Extracted data entries:
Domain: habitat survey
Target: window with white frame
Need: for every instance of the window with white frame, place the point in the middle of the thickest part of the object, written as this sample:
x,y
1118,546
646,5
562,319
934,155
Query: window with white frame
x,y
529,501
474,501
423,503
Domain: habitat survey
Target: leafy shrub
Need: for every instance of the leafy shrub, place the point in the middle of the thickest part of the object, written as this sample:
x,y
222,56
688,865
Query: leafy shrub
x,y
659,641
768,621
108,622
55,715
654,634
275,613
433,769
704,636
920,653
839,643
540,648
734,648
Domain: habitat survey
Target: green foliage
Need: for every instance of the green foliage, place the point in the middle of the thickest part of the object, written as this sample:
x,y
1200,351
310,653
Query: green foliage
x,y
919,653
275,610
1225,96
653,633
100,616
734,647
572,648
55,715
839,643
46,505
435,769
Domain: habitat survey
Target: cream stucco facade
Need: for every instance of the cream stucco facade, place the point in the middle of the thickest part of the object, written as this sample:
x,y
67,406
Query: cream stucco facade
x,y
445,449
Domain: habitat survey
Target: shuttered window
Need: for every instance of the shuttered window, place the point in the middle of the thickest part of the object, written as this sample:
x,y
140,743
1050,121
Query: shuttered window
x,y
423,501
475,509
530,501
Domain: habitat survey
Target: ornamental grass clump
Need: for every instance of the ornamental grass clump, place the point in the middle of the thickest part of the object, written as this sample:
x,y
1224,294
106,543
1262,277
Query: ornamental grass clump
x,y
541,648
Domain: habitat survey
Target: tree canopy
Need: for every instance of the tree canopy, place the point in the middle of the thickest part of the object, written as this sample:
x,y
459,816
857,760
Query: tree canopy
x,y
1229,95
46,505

• _YOUR OBJECTIVE_
Retype the records above exactly.

• _SOLVED PROBLEM_
Domain: habitat survey
Target: window with white frame
Need: for every instance of the window with white frame, place the point in the middle of the thickest part of the object, written as this sample:
x,y
1118,546
646,5
562,319
934,155
Query: window with white frame
x,y
529,501
474,501
423,503
Domain: habitat survey
Target: leafy shrub
Need: for every instance of the leafy shrub, place the point in the middle of the thickest part of the object, written as this sample:
x,y
222,56
688,865
Query: leafy shrub
x,y
659,641
768,621
108,622
55,715
654,634
275,613
433,769
704,636
920,653
839,643
540,648
734,648
Domain: habitat survey
Target: green foliage
Need: for every instance of the green foliage, place the point in the middle of the thickest part of the object, written as this sample:
x,y
1200,351
310,653
Query: green foliage
x,y
919,653
275,610
1225,96
653,633
100,616
734,647
572,648
55,715
839,643
46,505
435,769
Domain: habitat survey
Target: cream stucco facade
Need: for every instance of the cream stucco facade, place the point in the middle of the thickest part of the object, written as this sample:
x,y
67,406
Query: cream stucco facade
x,y
445,449
Domain: habitat survey
Target: shuttered window
Need: for every instance of the shuttered window, place the point in the middle of the thickest part of the object, written as this sample:
x,y
140,743
1050,121
Query: shuttered window
x,y
423,501
475,509
530,501
Domain: habitat survey
Target: ornamental grass clump
Need: for every instance of the ornamental grass clump, place the point in the middle of the thickest part of the object, written as this sample:
x,y
1224,294
106,543
1262,277
Query: ornamental grass clump
x,y
541,648
Domain: habitat survey
Target: tree canopy
Need: for every instance of the tree canopy, place the point in the middle of the thickest part of the object, written as this sample:
x,y
459,816
857,760
Query: tree canopy
x,y
1229,95
46,505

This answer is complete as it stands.